_EXERCISE TASK_: Go through the entries below and write each one out exactly.

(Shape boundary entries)
=-=-=
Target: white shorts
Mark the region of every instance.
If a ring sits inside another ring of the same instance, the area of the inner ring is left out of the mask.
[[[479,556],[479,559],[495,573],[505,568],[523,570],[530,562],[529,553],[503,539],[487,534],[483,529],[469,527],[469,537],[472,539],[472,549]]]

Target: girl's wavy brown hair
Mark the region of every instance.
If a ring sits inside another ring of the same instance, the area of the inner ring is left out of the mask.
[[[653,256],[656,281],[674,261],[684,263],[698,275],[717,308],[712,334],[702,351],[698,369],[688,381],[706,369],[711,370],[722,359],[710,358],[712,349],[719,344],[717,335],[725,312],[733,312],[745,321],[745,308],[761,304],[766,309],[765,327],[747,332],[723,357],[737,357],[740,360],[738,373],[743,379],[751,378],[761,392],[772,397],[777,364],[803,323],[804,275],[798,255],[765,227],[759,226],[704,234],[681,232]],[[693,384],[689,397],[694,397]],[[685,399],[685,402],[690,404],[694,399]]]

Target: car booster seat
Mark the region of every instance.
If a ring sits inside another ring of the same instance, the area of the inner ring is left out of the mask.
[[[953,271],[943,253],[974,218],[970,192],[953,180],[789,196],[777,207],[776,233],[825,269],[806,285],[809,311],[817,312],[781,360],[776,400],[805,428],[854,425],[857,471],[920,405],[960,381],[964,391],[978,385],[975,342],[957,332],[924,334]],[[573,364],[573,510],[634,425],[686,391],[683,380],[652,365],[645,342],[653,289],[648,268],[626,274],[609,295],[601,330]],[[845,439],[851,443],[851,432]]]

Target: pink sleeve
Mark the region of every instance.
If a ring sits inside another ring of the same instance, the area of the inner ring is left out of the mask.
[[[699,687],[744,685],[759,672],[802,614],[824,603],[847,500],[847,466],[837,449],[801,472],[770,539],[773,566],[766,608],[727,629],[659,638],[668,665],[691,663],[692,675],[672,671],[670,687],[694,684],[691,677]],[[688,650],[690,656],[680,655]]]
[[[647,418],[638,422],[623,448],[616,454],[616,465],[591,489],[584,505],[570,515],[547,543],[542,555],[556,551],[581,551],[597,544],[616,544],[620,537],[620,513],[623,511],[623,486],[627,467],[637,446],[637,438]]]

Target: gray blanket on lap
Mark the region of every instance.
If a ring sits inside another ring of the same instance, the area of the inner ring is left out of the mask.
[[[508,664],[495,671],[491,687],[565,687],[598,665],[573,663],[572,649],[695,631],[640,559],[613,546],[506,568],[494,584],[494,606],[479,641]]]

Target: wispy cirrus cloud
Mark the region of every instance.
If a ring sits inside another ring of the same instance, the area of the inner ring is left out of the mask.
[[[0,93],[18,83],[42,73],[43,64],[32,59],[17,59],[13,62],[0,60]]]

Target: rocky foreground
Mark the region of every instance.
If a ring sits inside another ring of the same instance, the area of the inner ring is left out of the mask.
=-=-=
_FINISHED EXERCISE_:
Target: white shorts
Mark the region of every instance.
If a ring sits inside another ring of the same instance, the area of the inner ring is left out of the mask.
[[[479,556],[479,559],[495,573],[505,568],[523,570],[530,562],[529,553],[503,539],[487,534],[483,529],[469,527],[469,537],[472,539],[472,549]]]

Target: girl's wavy brown hair
Mark the region of every instance.
If a ring sits inside another ring of the same instance, the area of the inner ring is left out of the mask.
[[[653,256],[656,281],[674,261],[684,263],[698,275],[717,308],[712,334],[702,351],[698,369],[688,381],[706,369],[711,370],[722,359],[710,358],[712,349],[719,344],[717,335],[725,312],[733,312],[745,321],[745,308],[761,304],[766,309],[765,327],[747,332],[723,357],[737,357],[740,360],[738,373],[743,379],[751,378],[761,392],[772,397],[777,364],[803,323],[804,275],[798,255],[765,227],[759,226],[704,234],[681,232]],[[693,384],[689,397],[694,397]],[[685,399],[685,402],[690,404],[694,399]]]

Target: car booster seat
Mark the region of every instance.
If a ring sits inside another ring of the same instance, the area of the inner ring is left out of the mask.
[[[953,271],[943,253],[974,218],[970,192],[953,180],[789,196],[777,207],[776,233],[825,269],[806,285],[809,311],[817,312],[781,360],[776,400],[805,428],[854,425],[857,471],[920,405],[960,381],[964,391],[978,385],[975,342],[957,332],[924,334]],[[573,364],[573,510],[634,425],[686,391],[683,380],[652,365],[645,342],[653,289],[648,268],[626,274],[609,295],[601,330]],[[845,439],[851,443],[851,432]]]

Target: pink sleeve
Mark the region of every instance.
If a ring sits inside another ring of the same instance, the area of the inner ring is left out of the mask.
[[[699,687],[744,685],[759,672],[802,614],[824,603],[847,500],[847,466],[837,449],[801,472],[770,539],[773,566],[766,608],[727,629],[659,638],[668,665],[691,663],[692,675],[672,671],[670,687],[694,684],[691,677]],[[688,650],[690,656],[680,655]]]
[[[647,418],[638,422],[623,448],[616,454],[616,465],[591,489],[584,505],[570,515],[547,543],[542,555],[556,551],[581,551],[597,544],[616,544],[620,537],[620,513],[623,511],[623,486],[627,467],[637,446],[637,438]]]

Target: gray blanket on lap
Mark the region of every instance.
If a ring sits inside another ring of the same instance, the area of the inner ring is left out of the mask.
[[[508,664],[495,671],[491,687],[565,687],[598,665],[573,663],[572,649],[695,631],[640,559],[613,546],[506,568],[494,584],[494,606],[479,641]]]

Target: wispy cirrus cloud
Mark the region of every instance.
If a ring sits inside another ring of the same instance, the area of the inner ring is left out of the mask.
[[[0,93],[18,83],[42,73],[43,64],[32,59],[17,59],[13,62],[0,60]]]

Target: rocky foreground
Mark the region of every instance.
If a ring sits inside another ring of the same instance, the area of the inner ring is left out of the mask.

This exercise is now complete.